Given records section start

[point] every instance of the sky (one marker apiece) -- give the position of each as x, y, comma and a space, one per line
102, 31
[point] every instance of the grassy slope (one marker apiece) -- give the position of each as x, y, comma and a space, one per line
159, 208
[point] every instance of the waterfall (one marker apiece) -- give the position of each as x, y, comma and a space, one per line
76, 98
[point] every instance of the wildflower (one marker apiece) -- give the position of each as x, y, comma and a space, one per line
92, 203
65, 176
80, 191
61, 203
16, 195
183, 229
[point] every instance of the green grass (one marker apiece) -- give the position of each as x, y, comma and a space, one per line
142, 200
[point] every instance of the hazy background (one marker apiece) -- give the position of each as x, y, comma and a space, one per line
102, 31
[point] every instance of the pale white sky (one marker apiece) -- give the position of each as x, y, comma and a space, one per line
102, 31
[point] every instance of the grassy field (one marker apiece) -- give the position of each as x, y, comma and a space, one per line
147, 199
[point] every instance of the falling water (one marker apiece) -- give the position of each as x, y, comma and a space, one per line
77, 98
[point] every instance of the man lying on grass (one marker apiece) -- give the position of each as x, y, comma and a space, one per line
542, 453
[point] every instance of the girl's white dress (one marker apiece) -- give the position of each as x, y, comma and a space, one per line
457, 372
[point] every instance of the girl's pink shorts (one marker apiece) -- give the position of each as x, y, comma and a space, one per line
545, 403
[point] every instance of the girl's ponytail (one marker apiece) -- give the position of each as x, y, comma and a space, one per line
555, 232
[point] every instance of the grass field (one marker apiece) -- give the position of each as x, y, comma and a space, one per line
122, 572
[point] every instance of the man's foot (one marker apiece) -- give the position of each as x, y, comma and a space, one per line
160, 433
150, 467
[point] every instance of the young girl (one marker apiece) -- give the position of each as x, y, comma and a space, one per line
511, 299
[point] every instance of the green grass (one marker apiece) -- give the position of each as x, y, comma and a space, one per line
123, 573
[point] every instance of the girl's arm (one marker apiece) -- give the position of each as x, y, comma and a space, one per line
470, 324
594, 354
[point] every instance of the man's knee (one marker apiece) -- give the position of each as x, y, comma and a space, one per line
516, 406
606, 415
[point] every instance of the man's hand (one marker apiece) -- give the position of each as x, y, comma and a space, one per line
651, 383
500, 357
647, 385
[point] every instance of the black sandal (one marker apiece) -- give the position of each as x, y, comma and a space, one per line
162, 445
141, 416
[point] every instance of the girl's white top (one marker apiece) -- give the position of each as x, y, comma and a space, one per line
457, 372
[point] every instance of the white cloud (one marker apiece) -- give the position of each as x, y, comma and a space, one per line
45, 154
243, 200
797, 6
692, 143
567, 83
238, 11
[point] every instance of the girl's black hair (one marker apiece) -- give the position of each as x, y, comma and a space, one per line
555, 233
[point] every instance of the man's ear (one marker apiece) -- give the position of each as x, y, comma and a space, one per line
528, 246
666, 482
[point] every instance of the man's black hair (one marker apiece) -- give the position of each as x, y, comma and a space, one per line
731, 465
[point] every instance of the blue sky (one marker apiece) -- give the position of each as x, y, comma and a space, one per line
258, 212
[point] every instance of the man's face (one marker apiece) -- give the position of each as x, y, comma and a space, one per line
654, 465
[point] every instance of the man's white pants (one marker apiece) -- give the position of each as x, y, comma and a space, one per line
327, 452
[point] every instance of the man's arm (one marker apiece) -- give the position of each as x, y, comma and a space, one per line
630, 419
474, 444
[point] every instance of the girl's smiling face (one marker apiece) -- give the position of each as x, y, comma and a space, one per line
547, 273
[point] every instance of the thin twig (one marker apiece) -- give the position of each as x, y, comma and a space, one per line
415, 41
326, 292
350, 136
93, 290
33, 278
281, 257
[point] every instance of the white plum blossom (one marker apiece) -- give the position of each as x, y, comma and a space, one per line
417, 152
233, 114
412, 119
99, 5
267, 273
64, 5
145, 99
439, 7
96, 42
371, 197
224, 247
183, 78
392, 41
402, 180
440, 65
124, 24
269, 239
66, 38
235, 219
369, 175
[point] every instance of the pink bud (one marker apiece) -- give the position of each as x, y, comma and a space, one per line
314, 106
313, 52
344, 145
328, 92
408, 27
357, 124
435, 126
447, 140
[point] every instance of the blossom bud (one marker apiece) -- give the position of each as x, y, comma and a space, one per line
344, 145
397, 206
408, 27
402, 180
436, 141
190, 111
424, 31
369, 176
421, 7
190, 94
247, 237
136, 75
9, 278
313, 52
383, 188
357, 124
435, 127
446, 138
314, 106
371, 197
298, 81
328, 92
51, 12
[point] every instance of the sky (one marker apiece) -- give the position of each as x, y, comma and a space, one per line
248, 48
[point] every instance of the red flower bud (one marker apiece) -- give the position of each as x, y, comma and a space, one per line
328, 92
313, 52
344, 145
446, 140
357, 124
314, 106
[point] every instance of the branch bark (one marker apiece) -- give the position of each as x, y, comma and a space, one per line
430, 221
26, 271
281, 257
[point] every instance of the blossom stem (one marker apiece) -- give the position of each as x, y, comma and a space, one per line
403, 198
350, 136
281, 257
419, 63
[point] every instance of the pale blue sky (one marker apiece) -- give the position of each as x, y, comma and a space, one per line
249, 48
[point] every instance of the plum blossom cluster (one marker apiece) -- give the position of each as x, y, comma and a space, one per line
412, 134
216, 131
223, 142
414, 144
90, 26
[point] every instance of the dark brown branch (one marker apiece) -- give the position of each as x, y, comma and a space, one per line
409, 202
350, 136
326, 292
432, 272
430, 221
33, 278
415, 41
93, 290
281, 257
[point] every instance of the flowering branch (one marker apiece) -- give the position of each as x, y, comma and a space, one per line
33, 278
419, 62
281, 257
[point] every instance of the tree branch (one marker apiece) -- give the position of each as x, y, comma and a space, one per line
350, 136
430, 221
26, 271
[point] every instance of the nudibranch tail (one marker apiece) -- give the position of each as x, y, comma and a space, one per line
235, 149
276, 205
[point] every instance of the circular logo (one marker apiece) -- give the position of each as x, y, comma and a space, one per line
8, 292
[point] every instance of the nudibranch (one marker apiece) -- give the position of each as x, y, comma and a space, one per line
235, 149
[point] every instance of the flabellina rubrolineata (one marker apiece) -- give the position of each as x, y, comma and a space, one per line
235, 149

Given records section end

● **Instructions for the task**: Retype every entry above, word for word.

● **Output of the exercise**:
[point] every instance of the sky (one marker apiece) -- give the position of each as x, y, comma and a space, one per line
102, 31
[point] every instance of the grassy slope (one marker apiece) -- give the position of each as x, y, comma and a space, one per line
159, 208
[point] every instance of the waterfall (one marker apiece) -- give the position of each as x, y, comma and a space, one per line
76, 98
[point] every instance of the wildflower (one marker apiece) -- give the position of each as x, y, comma and a space, one per line
92, 203
65, 176
80, 191
61, 203
16, 195
183, 229
[point] every instance of the green grass (one marker apiece) -- give the position of each as x, y, comma and a space, one per line
142, 200
[point] every instance of the hazy background (one marker apiece) -- give the position of each as x, y, comma and a space, one per line
102, 31
[point] every instance of the pale white sky (one marker apiece) -- give the position of each as x, y, comma and a space, one per line
102, 31
[point] every instance of the grassy field (one marker apiece) -- give the position of each as x, y, comma and a space, one per line
147, 199
[point] every instance of the falling water (one marker apiece) -- give the position of each as x, y, comma and a space, one per line
77, 98
[point] every instance of the man lying on grass (one marker apiece) -- give the position of each as x, y, comma and a space, one per line
542, 453
[point] every instance of the girl's white dress (one marker apiece) -- give the position of each as x, y, comma and a space, one per line
457, 372
[point] every instance of the girl's pink shorts (one marker apiece) -- give the position of each as x, y, comma and a space, one per line
545, 403
[point] every instance of the girl's ponytail (one marker apiece) -- give the position of each as x, y, comma and a space, one per line
555, 232
[point] every instance of the grass field (one marker apiece) -- give the position of each as x, y, comma and a space, one per line
122, 572
[point] every instance of the man's foot (one marker apiece) -- give the position of each as x, y, comma and a space, one per line
160, 433
150, 467
[point] every instance of the young girl (one marker apiece) -- give the position of each as x, y, comma and a space, one per line
511, 299
[point] every instance of the green grass (one marker apiece) -- give the position of each as x, y, comma and a space, one per line
123, 573
[point] every instance of the girl's arm (one marker apiece) -- give the position of each as x, y, comma and a space, one per line
470, 324
594, 354
[point] every instance of the man's knee (one marker apiece) -- give the position of each as x, y, comma and a space, one per line
516, 406
606, 415
[point] every instance of the man's hand (one marker apiece) -- give the position of each as x, y, comma and a space, one per line
651, 383
500, 357
647, 385
[point] every instance of the black sandal (one marker apiece) -- give the position of each as x, y, comma and a space, one per line
162, 445
141, 416
[point] every instance of the girl's white top (one marker apiece) -- give the position of each as x, y, comma and a space, one per line
457, 372
[point] every instance of the white cloud (one marker apiece) -- give the position of each as x, y, comma and a space, one per line
45, 154
243, 200
797, 6
692, 143
567, 83
238, 11
[point] every instance of the girl's black hair (one marker apiece) -- give the position of each as x, y, comma and a space, one per line
555, 233
[point] every instance of the man's ear (one marker apiece) -- give the position of each as x, y, comma and a space, one per line
528, 246
666, 482
[point] every instance of the man's black hair (one marker apiece) -- give the position of each as x, y, comma and a space, one per line
731, 465
[point] every instance of the blue sky (one marker apiece) -- give the position of each as x, y, comma and a space, one per line
258, 212
[point] every instance of the man's face (one marker apiece) -- give the position of each as x, y, comma and a space, one per line
654, 465
[point] every instance of the man's white pants (one marker apiece) -- give the position of each as x, y, comma and a space, one per line
327, 452
[point] every instance of the man's arm (one marker apiece) -- give the position of each as x, y, comma and a space, one per line
630, 419
474, 444
[point] every instance of the girl's smiling face (one marker apiece) -- give the position of each as x, y, comma and a space, one per line
547, 273
[point] every instance of the thin twig (one marker apiece) -- give the position of each as x, y, comma and a space, one per line
415, 41
326, 292
350, 136
93, 290
33, 278
281, 257
[point] every instance of the white plum blossom (one marker apiece) -- give the position of each as x, y, comma and a space, one per line
417, 152
233, 114
412, 119
99, 5
267, 273
64, 5
145, 99
439, 7
96, 42
371, 197
224, 247
183, 78
392, 41
402, 180
440, 65
124, 24
269, 239
66, 38
235, 219
369, 175
[point] every instance of the pink bud (one marker apiece) -- give the position of each as x, y, comma and a space, one per line
314, 106
313, 52
344, 145
328, 92
408, 27
357, 124
435, 126
447, 140
[point] every instance of the blossom bud (one marker apiece) -- give the position of each as x, y, comma and a space, one per line
344, 145
397, 206
408, 27
402, 180
436, 141
190, 111
424, 31
369, 176
421, 7
190, 94
247, 237
136, 75
9, 278
313, 52
383, 188
357, 124
435, 127
446, 138
314, 106
371, 197
298, 81
328, 92
51, 12
[point] every instance of the sky (one marker apiece) -- give the position of each as x, y, comma and a space, one per line
248, 48
[point] every instance of the red flower bud (one marker apiece) -- give the position of each as x, y, comma and a space, one per line
328, 92
313, 52
344, 145
446, 140
357, 124
314, 106
[point] every instance of the branch bark (one marker apiece) -- give the position of each as x, y, comma and a space, one per line
430, 221
26, 271
281, 257
[point] every instance of the blossom stem (one marker apiece) -- give the position of each as x, y, comma and a space, one per line
403, 198
350, 136
281, 257
419, 63
[point] every instance of the pale blue sky (one marker apiece) -- give the position of each as x, y, comma and a space, one per line
249, 48
[point] every instance of the plum blossom cluster (one marker apiece) -- give the position of each as x, y, comma and a space, one per line
412, 134
216, 131
223, 142
414, 144
90, 26
[point] every instance of the dark brown branch (one marker apiece) -- give the position of each as x, y, comma and a space, one per line
409, 202
350, 136
326, 292
432, 272
430, 221
33, 278
415, 41
93, 290
281, 257
[point] every instance of the flowering branch (one marker apiece) -- give the position of each as x, y, comma and a space, one per line
33, 278
419, 62
281, 257
[point] every instance of the tree branch (one marker apiece) -- give the position of each as x, y, comma and a space, one per line
350, 136
430, 221
26, 271
[point] every instance of the nudibranch tail (one marker apiece) -- give the position of each as x, y, comma and a space, one per line
235, 149
276, 205
[point] every instance of the circular logo (one marker apiece) -- give the position of each as x, y, comma and a space, one per line
8, 292
[point] every instance of the nudibranch (one marker apiece) -- give the position of each as x, y, comma and a space, one per line
235, 149
[point] every instance of the flabellina rubrolineata (one marker apiece) -- give the position of each as x, y, comma and a space, one per line
235, 149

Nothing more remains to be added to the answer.